Given problem
Rewrite everything from the line containing "trace the outline of every instance of the bird perched" down to the line containing "202), (91, 182)]", swapping "whole pixels" for "integer pixels" and keeping all else the same.
-- BEGIN Data supplied --
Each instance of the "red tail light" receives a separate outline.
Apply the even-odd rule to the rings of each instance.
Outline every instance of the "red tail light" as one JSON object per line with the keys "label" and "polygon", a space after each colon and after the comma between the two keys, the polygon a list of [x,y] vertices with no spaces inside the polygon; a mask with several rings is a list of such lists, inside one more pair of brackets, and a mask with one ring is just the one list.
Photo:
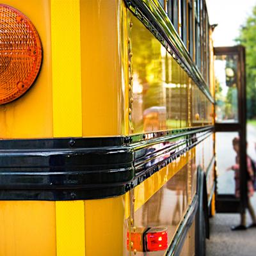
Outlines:
{"label": "red tail light", "polygon": [[168,248],[167,228],[150,228],[147,232],[145,237],[148,252],[162,251]]}
{"label": "red tail light", "polygon": [[[129,234],[131,234],[131,243],[129,239]],[[143,231],[141,230],[136,232],[127,232],[127,248],[129,250],[129,246],[131,245],[131,250],[133,251],[134,249],[137,252],[143,251]]]}
{"label": "red tail light", "polygon": [[136,228],[136,232],[131,233],[127,232],[126,244],[127,250],[157,252],[167,249],[167,228],[151,228],[145,232],[145,228]]}

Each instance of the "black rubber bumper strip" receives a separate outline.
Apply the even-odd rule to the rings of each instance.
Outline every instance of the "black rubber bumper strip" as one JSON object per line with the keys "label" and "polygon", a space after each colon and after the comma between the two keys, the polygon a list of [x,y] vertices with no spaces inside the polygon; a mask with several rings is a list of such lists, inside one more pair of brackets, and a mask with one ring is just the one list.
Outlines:
{"label": "black rubber bumper strip", "polygon": [[[212,131],[210,127],[183,130],[180,138],[175,134],[134,144],[125,136],[1,140],[0,200],[86,200],[123,195]],[[173,140],[176,144],[168,142]],[[159,157],[161,152],[152,150],[154,145],[157,148],[164,145],[168,157]]]}

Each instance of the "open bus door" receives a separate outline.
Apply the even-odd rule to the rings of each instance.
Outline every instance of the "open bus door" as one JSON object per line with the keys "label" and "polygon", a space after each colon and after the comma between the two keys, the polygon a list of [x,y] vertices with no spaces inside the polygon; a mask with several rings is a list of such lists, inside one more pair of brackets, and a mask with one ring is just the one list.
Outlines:
{"label": "open bus door", "polygon": [[244,48],[214,48],[214,72],[216,212],[243,212],[248,200]]}

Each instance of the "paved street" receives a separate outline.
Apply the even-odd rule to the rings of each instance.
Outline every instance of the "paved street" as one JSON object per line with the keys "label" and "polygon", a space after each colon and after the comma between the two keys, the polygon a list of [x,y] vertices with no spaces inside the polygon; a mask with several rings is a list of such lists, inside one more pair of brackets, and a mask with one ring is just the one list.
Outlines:
{"label": "paved street", "polygon": [[[252,199],[256,211],[256,196]],[[207,256],[256,255],[256,228],[231,231],[230,227],[239,223],[239,214],[218,214],[211,219],[211,238],[206,243]],[[247,223],[251,223],[249,216]]]}
{"label": "paved street", "polygon": [[[220,173],[222,175],[220,179],[221,185],[221,182],[223,182],[223,185],[225,182],[228,184],[226,188],[223,186],[221,188],[223,193],[232,193],[232,189],[234,189],[232,173],[225,172],[225,168],[226,166],[234,161],[234,155],[232,152],[234,150],[232,150],[232,145],[230,146],[230,143],[235,135],[234,134],[225,136],[221,136],[220,140],[223,148],[221,150],[222,151],[220,156],[224,156],[225,152],[228,153],[227,157],[221,158],[219,157],[218,158],[219,164],[220,164],[218,170],[219,174]],[[252,125],[248,125],[247,128],[247,141],[248,142],[248,154],[253,159],[256,159],[254,147],[255,142],[256,142],[256,129]],[[220,168],[222,168],[222,170],[220,170]],[[256,193],[251,202],[256,212]],[[207,256],[256,255],[256,228],[244,231],[234,232],[230,230],[231,226],[239,224],[239,214],[218,214],[211,219],[210,223],[211,239],[207,241]],[[250,224],[250,216],[247,216],[247,223]]]}

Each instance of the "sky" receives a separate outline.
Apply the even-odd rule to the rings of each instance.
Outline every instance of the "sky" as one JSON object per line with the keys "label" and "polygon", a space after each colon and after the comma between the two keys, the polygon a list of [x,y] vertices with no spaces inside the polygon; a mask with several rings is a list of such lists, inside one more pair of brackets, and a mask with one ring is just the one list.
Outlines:
{"label": "sky", "polygon": [[239,29],[252,13],[256,0],[206,0],[210,24],[218,24],[213,34],[214,45],[232,46]]}

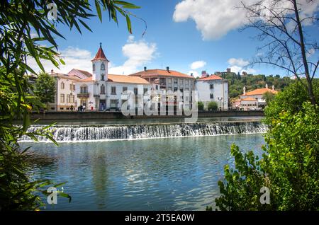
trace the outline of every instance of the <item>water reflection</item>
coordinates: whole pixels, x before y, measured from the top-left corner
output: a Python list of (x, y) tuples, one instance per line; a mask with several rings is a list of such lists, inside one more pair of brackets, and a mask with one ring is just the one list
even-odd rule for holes
[(35, 144), (33, 151), (57, 158), (54, 166), (34, 168), (35, 177), (67, 181), (72, 203), (59, 198), (49, 209), (204, 210), (219, 195), (233, 142), (260, 154), (264, 140), (240, 134)]

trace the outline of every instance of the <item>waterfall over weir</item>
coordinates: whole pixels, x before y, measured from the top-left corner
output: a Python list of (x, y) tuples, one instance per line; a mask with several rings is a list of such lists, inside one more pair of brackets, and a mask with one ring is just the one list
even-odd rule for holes
[[(43, 126), (32, 126), (28, 132), (35, 132)], [(216, 122), (193, 124), (156, 124), (131, 125), (68, 125), (50, 128), (57, 142), (107, 141), (138, 139), (172, 137), (214, 136), (235, 134), (264, 133), (267, 127), (259, 122)], [(43, 137), (39, 141), (46, 142)], [(23, 137), (21, 141), (30, 141)]]

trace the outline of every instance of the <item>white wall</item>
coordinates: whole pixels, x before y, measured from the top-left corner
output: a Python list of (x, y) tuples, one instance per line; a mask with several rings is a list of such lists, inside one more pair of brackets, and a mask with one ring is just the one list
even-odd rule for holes
[[(210, 85), (213, 84), (213, 88), (210, 88)], [(208, 104), (211, 101), (218, 103), (222, 110), (228, 109), (228, 83), (225, 80), (208, 80), (196, 81), (195, 90), (198, 93), (198, 101), (204, 103), (204, 108), (207, 109)], [(213, 94), (213, 98), (211, 99), (211, 93)], [(219, 100), (218, 98), (223, 98)]]

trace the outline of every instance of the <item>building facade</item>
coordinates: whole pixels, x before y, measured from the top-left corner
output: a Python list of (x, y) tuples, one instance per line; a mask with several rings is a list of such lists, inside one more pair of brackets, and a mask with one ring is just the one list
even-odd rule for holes
[(247, 93), (246, 88), (244, 87), (244, 93), (240, 96), (240, 110), (252, 110), (264, 108), (266, 106), (266, 100), (264, 98), (266, 93), (275, 95), (278, 91), (274, 90), (274, 86), (272, 89), (269, 88), (267, 84), (264, 88), (257, 88)]
[(47, 103), (50, 111), (71, 111), (77, 108), (75, 83), (80, 79), (67, 74), (55, 73), (51, 70), (50, 75), (55, 80), (55, 102)]
[(139, 76), (108, 74), (109, 61), (101, 45), (91, 62), (91, 74), (79, 70), (69, 73), (83, 78), (75, 83), (77, 106), (92, 111), (121, 110), (130, 93), (142, 94), (151, 89), (151, 84)]
[(196, 82), (196, 90), (198, 93), (198, 100), (207, 110), (210, 102), (214, 101), (220, 110), (228, 110), (228, 81), (217, 75), (209, 75), (206, 71)]

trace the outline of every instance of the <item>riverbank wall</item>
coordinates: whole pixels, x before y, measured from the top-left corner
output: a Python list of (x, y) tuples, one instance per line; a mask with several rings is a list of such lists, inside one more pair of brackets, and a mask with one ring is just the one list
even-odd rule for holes
[[(198, 111), (198, 117), (261, 117), (263, 111)], [(121, 112), (33, 112), (31, 120), (104, 120), (104, 119), (135, 119), (135, 118), (178, 118), (179, 115), (129, 115), (125, 116)]]

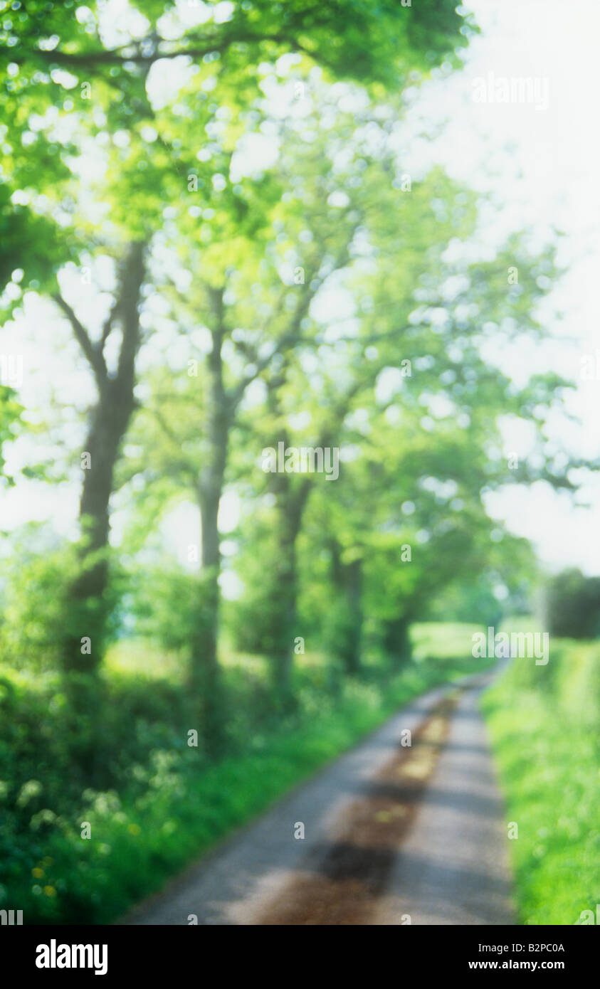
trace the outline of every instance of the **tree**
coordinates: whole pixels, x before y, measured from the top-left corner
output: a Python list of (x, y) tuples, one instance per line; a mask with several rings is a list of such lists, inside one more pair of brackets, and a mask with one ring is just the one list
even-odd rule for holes
[[(373, 8), (366, 0), (350, 9), (306, 0), (280, 6), (254, 0), (232, 5), (225, 17), (222, 11), (219, 17), (212, 12), (206, 17), (204, 9), (197, 18), (188, 13), (200, 23), (187, 23), (171, 3), (140, 0), (110, 43), (106, 39), (115, 29), (101, 5), (90, 2), (75, 10), (70, 0), (63, 4), (32, 0), (7, 14), (0, 32), (0, 105), (10, 147), (2, 196), (16, 230), (10, 250), (0, 257), (0, 270), (6, 277), (7, 263), (14, 259), (25, 271), (25, 286), (55, 299), (98, 389), (98, 402), (90, 409), (90, 449), (85, 451), (91, 456), (81, 496), (87, 538), (73, 584), (74, 621), (65, 655), (69, 669), (93, 670), (102, 656), (110, 496), (135, 404), (141, 293), (148, 276), (144, 249), (173, 219), (167, 217), (165, 223), (164, 204), (174, 204), (175, 225), (185, 236), (191, 225), (186, 193), (204, 188), (201, 199), (209, 208), (213, 196), (208, 190), (214, 190), (215, 177), (227, 184), (224, 172), (227, 175), (243, 114), (261, 95), (261, 63), (297, 53), (306, 65), (320, 63), (334, 75), (397, 86), (409, 69), (428, 68), (451, 54), (465, 44), (465, 34), (471, 30), (456, 13), (453, 0), (445, 0), (435, 18), (391, 3)], [(163, 71), (165, 61), (175, 59), (184, 68), (185, 79), (177, 102), (159, 107), (150, 95), (150, 76), (154, 70)], [(223, 113), (233, 121), (229, 127), (223, 126)], [(189, 146), (190, 125), (203, 128), (209, 135), (198, 155)], [(107, 135), (111, 149), (105, 181), (90, 188), (93, 184), (81, 180), (79, 167), (89, 142), (95, 142), (99, 153)], [(159, 143), (152, 147), (156, 140)], [(35, 164), (27, 150), (32, 144)], [(52, 179), (52, 195), (42, 203), (39, 193), (46, 195)], [(102, 202), (101, 196), (110, 200), (108, 235), (99, 237), (87, 219), (90, 192), (100, 194), (96, 203)], [(237, 218), (248, 212), (244, 195), (236, 199), (228, 194), (228, 204)], [(217, 234), (223, 232), (219, 222), (215, 226)], [(115, 257), (116, 246), (121, 246), (123, 276), (99, 337), (94, 338), (77, 315), (76, 303), (57, 291), (56, 275), (69, 260), (80, 266), (86, 252), (98, 248), (98, 241)], [(226, 425), (223, 408), (218, 408), (223, 285), (211, 283), (209, 289), (215, 343), (209, 369), (215, 407), (208, 420), (212, 453), (204, 463), (198, 492), (204, 563), (216, 614), (216, 517), (227, 456), (225, 445), (220, 446), (226, 444)], [(115, 321), (121, 323), (122, 350), (113, 380), (104, 347)], [(203, 662), (209, 669), (215, 668), (216, 627), (215, 621), (195, 647), (198, 655), (205, 654)], [(80, 634), (89, 637), (90, 632), (94, 649), (82, 655), (76, 644)]]

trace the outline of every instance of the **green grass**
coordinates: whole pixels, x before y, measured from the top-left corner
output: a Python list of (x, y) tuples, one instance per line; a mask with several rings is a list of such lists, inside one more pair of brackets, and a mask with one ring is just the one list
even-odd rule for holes
[[(300, 671), (300, 711), (278, 726), (267, 723), (246, 732), (240, 751), (208, 764), (200, 750), (186, 746), (187, 723), (174, 723), (168, 735), (164, 719), (170, 708), (161, 706), (170, 703), (167, 700), (154, 701), (155, 727), (146, 714), (134, 747), (122, 722), (132, 702), (141, 704), (147, 693), (145, 702), (156, 697), (159, 662), (154, 658), (145, 663), (143, 652), (137, 651), (134, 670), (126, 673), (124, 659), (123, 654), (113, 655), (107, 667), (114, 731), (109, 724), (103, 758), (116, 759), (123, 745), (130, 745), (136, 758), (128, 755), (122, 760), (125, 775), (117, 773), (115, 785), (102, 791), (80, 787), (79, 797), (75, 793), (73, 800), (71, 792), (67, 800), (61, 789), (66, 763), (59, 760), (68, 758), (68, 750), (58, 749), (55, 758), (50, 754), (46, 763), (32, 762), (25, 783), (15, 779), (12, 792), (9, 787), (4, 793), (14, 811), (12, 830), (9, 827), (0, 839), (0, 900), (2, 906), (22, 909), (26, 924), (97, 924), (117, 919), (395, 709), (438, 683), (481, 669), (481, 661), (461, 651), (459, 658), (422, 659), (393, 676), (347, 681), (341, 692), (328, 693), (324, 672), (313, 659)], [(169, 664), (167, 658), (164, 670)], [(162, 688), (166, 686), (163, 682)], [(20, 690), (19, 703), (25, 710), (33, 694), (27, 683), (21, 682)], [(36, 704), (42, 712), (44, 695), (38, 695)], [(55, 710), (54, 716), (58, 716)], [(29, 737), (41, 717), (38, 711), (32, 715)], [(132, 715), (130, 734), (134, 721)], [(56, 730), (59, 720), (51, 723), (46, 736), (51, 739)], [(123, 743), (115, 739), (118, 731), (126, 732)], [(0, 755), (1, 742), (0, 738)], [(11, 767), (9, 757), (3, 758), (2, 774)], [(32, 776), (38, 784), (33, 789)], [(90, 840), (81, 838), (83, 821), (91, 826)]]
[(580, 923), (600, 903), (600, 644), (553, 640), (547, 666), (514, 660), (483, 710), (519, 828), (509, 846), (521, 923)]
[(432, 621), (413, 625), (410, 634), (417, 659), (460, 659), (472, 655), (473, 634), (481, 631), (481, 625)]

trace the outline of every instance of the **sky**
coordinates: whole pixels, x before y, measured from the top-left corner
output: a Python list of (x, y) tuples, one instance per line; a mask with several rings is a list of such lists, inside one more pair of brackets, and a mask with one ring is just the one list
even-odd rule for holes
[[(118, 10), (119, 0), (111, 2)], [(227, 17), (228, 4), (220, 7)], [(465, 7), (472, 10), (481, 35), (471, 42), (460, 72), (449, 74), (443, 68), (415, 91), (398, 148), (406, 160), (403, 170), (418, 177), (440, 163), (450, 175), (490, 197), (491, 205), (481, 211), (482, 251), (513, 229), (527, 228), (534, 249), (550, 237), (555, 239), (556, 229), (562, 231), (557, 258), (565, 274), (552, 287), (540, 314), (553, 339), (508, 349), (491, 347), (488, 359), (515, 379), (548, 368), (572, 379), (577, 391), (571, 410), (581, 422), (555, 421), (554, 436), (575, 455), (595, 458), (600, 445), (600, 326), (595, 292), (600, 264), (596, 75), (600, 4), (597, 0), (569, 4), (470, 0)], [(185, 13), (201, 17), (198, 9)], [(521, 94), (519, 79), (531, 80)], [(505, 91), (509, 102), (501, 102)], [(522, 102), (518, 102), (520, 95)], [(259, 147), (256, 153), (264, 155), (268, 148)], [(19, 351), (28, 368), (21, 397), (31, 409), (30, 417), (35, 421), (34, 409), (44, 407), (52, 396), (59, 401), (65, 391), (75, 397), (75, 410), (78, 405), (85, 407), (89, 379), (78, 362), (68, 328), (55, 319), (49, 304), (36, 301), (25, 307), (23, 323), (0, 330), (0, 354), (14, 352), (11, 337), (14, 340), (18, 329)], [(66, 372), (63, 342), (71, 359)], [(592, 369), (590, 380), (582, 379), (585, 358), (587, 368)], [(75, 449), (81, 448), (80, 432), (81, 424), (73, 413), (72, 420), (63, 424), (65, 446), (72, 443)], [(507, 456), (512, 452), (527, 456), (526, 429), (507, 427), (505, 440)], [(41, 437), (25, 438), (7, 446), (5, 452), (9, 469), (18, 469), (34, 454), (36, 459), (51, 457), (52, 447), (45, 449)], [(582, 480), (574, 499), (545, 484), (530, 489), (511, 486), (488, 496), (488, 510), (504, 519), (511, 531), (531, 538), (551, 569), (572, 565), (589, 574), (600, 573), (600, 483)], [(30, 519), (51, 519), (58, 531), (72, 535), (77, 502), (75, 484), (58, 488), (23, 480), (3, 493), (0, 527), (7, 531)], [(118, 504), (117, 508), (113, 527), (118, 541), (126, 512)], [(230, 493), (220, 517), (224, 534), (235, 526), (239, 509), (235, 494)], [(186, 505), (163, 523), (165, 542), (181, 559), (186, 558), (190, 531), (197, 526), (195, 509)], [(234, 592), (235, 580), (229, 580)]]

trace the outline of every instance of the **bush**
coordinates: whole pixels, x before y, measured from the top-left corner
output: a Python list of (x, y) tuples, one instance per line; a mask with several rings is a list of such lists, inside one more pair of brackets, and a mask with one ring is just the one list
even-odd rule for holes
[(545, 628), (559, 638), (600, 636), (600, 577), (564, 570), (551, 578), (544, 596)]

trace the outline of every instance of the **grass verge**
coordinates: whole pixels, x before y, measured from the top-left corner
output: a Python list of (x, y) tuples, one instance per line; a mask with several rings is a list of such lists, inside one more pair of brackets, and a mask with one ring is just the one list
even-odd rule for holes
[[(522, 924), (590, 923), (600, 903), (600, 645), (515, 659), (482, 706), (506, 800)], [(588, 918), (587, 921), (585, 918)]]

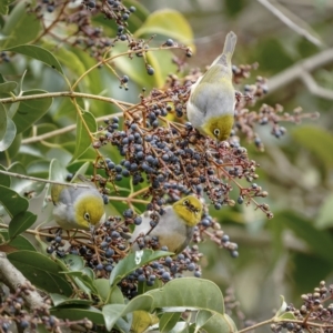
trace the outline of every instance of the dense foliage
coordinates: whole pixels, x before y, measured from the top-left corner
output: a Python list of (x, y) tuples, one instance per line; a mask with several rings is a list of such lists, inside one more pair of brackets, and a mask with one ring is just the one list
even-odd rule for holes
[[(329, 275), (332, 236), (319, 226), (332, 224), (332, 198), (315, 212), (319, 222), (311, 223), (315, 214), (300, 213), (302, 204), (292, 206), (285, 193), (292, 181), (302, 183), (292, 186), (300, 196), (313, 183), (289, 162), (287, 150), (295, 164), (304, 160), (299, 144), (313, 152), (320, 165), (312, 168), (324, 182), (333, 165), (327, 157), (332, 134), (310, 124), (319, 113), (303, 111), (306, 103), (284, 111), (281, 98), (266, 98), (268, 80), (254, 77), (258, 63), (236, 61), (253, 57), (235, 54), (234, 130), (216, 143), (186, 120), (191, 84), (204, 69), (186, 65), (195, 47), (180, 12), (149, 13), (135, 1), (112, 0), (9, 1), (0, 11), (0, 250), (9, 260), (1, 256), (0, 266), (11, 268), (0, 270), (9, 287), (1, 299), (0, 332), (13, 323), (19, 330), (80, 325), (94, 332), (144, 332), (158, 324), (160, 332), (235, 332), (236, 325), (250, 324), (236, 302), (243, 293), (236, 276), (251, 286), (254, 271), (266, 274), (266, 266), (258, 270), (255, 262), (261, 246), (270, 249), (272, 270), (294, 258), (299, 293)], [(236, 53), (244, 51), (239, 44)], [(303, 120), (307, 124), (292, 132), (293, 143), (281, 153), (286, 128)], [(108, 219), (93, 236), (88, 231), (59, 234), (52, 223), (50, 184), (74, 181), (78, 174), (94, 182), (105, 203)], [(152, 251), (155, 243), (131, 252), (128, 239), (140, 214), (149, 211), (158, 223), (167, 204), (189, 193), (204, 203), (191, 245), (176, 256)], [(283, 195), (286, 203), (278, 204)], [(246, 232), (240, 222), (253, 223)], [(251, 225), (259, 234), (264, 224), (271, 236), (251, 235)], [(290, 230), (306, 245), (285, 240)], [(285, 255), (289, 260), (282, 261)], [(232, 279), (216, 278), (220, 256), (235, 272), (235, 291), (228, 290), (225, 300), (214, 282), (225, 286)], [(310, 282), (300, 278), (306, 265), (316, 271)], [(30, 282), (12, 279), (17, 270)], [(211, 276), (214, 270), (219, 274)], [(282, 297), (266, 323), (273, 331), (301, 332), (325, 322), (331, 327), (332, 309), (324, 303), (331, 294), (322, 281), (302, 296), (300, 309)], [(273, 302), (278, 305), (278, 299)]]

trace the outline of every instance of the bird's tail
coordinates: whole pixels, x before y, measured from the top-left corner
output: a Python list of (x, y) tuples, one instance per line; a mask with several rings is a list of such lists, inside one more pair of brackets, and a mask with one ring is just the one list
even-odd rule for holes
[(223, 52), (222, 54), (214, 61), (214, 63), (219, 63), (225, 67), (231, 67), (231, 58), (238, 41), (238, 37), (233, 31), (230, 31), (224, 41)]

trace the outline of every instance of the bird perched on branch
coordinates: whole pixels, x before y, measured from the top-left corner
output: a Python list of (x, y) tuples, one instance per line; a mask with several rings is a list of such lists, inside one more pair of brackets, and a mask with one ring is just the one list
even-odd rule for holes
[(186, 248), (192, 240), (194, 226), (201, 221), (203, 210), (201, 201), (188, 195), (164, 210), (157, 225), (148, 213), (142, 215), (141, 224), (135, 226), (131, 236), (133, 250), (141, 250), (149, 242), (158, 243), (158, 249), (167, 246), (168, 251), (175, 254)]
[(234, 121), (235, 90), (231, 58), (236, 40), (234, 32), (226, 34), (222, 54), (191, 87), (186, 107), (191, 124), (218, 141), (229, 138)]
[(81, 174), (78, 178), (88, 186), (52, 185), (53, 216), (62, 229), (92, 230), (105, 220), (104, 202), (91, 182)]

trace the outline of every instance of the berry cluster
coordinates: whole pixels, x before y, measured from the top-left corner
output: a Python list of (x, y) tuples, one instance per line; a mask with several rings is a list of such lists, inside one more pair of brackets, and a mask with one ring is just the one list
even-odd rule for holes
[[(50, 315), (49, 307), (51, 302), (46, 301), (43, 306), (29, 309), (29, 303), (24, 296), (31, 291), (36, 291), (29, 282), (20, 285), (13, 293), (4, 293), (1, 290), (0, 297), (0, 332), (10, 333), (14, 331), (29, 330), (37, 331), (39, 325), (43, 325), (49, 332), (61, 332), (60, 327), (70, 326), (72, 324), (81, 324), (87, 330), (91, 330), (93, 323), (87, 319), (75, 322), (61, 321)], [(31, 304), (30, 304), (31, 305)]]
[[(293, 304), (286, 306), (285, 312), (291, 312), (295, 320), (283, 320), (271, 325), (273, 332), (286, 329), (289, 332), (333, 332), (333, 285), (326, 286), (324, 281), (314, 289), (313, 293), (303, 294), (303, 305), (296, 309)], [(329, 302), (329, 303), (327, 303)], [(326, 304), (326, 305), (325, 305)]]

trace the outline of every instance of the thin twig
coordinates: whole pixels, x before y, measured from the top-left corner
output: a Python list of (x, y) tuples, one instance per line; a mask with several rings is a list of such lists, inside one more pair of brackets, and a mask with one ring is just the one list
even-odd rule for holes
-- END Data supplied --
Solution for this problem
trace the outline of every instance of the bird perched on branch
coordinates: integer pixels, x before y, measured from the top-left corner
output: a Python list of (x, y) tuples, one instance per line; a mask with several rings is a list of such lists, inside one more pair of brackets, and a mask with one ring is just the one list
even-odd rule for holes
[(186, 248), (192, 240), (194, 226), (201, 221), (203, 210), (201, 201), (188, 195), (164, 210), (157, 225), (148, 213), (142, 215), (141, 224), (135, 226), (131, 236), (133, 250), (141, 250), (149, 242), (158, 243), (158, 249), (167, 246), (168, 251), (175, 254)]
[(234, 121), (235, 90), (231, 58), (236, 40), (234, 32), (226, 34), (222, 54), (191, 87), (186, 107), (191, 124), (218, 141), (229, 138)]
[(81, 174), (78, 178), (88, 186), (52, 185), (53, 216), (62, 229), (92, 230), (105, 220), (104, 202), (91, 182)]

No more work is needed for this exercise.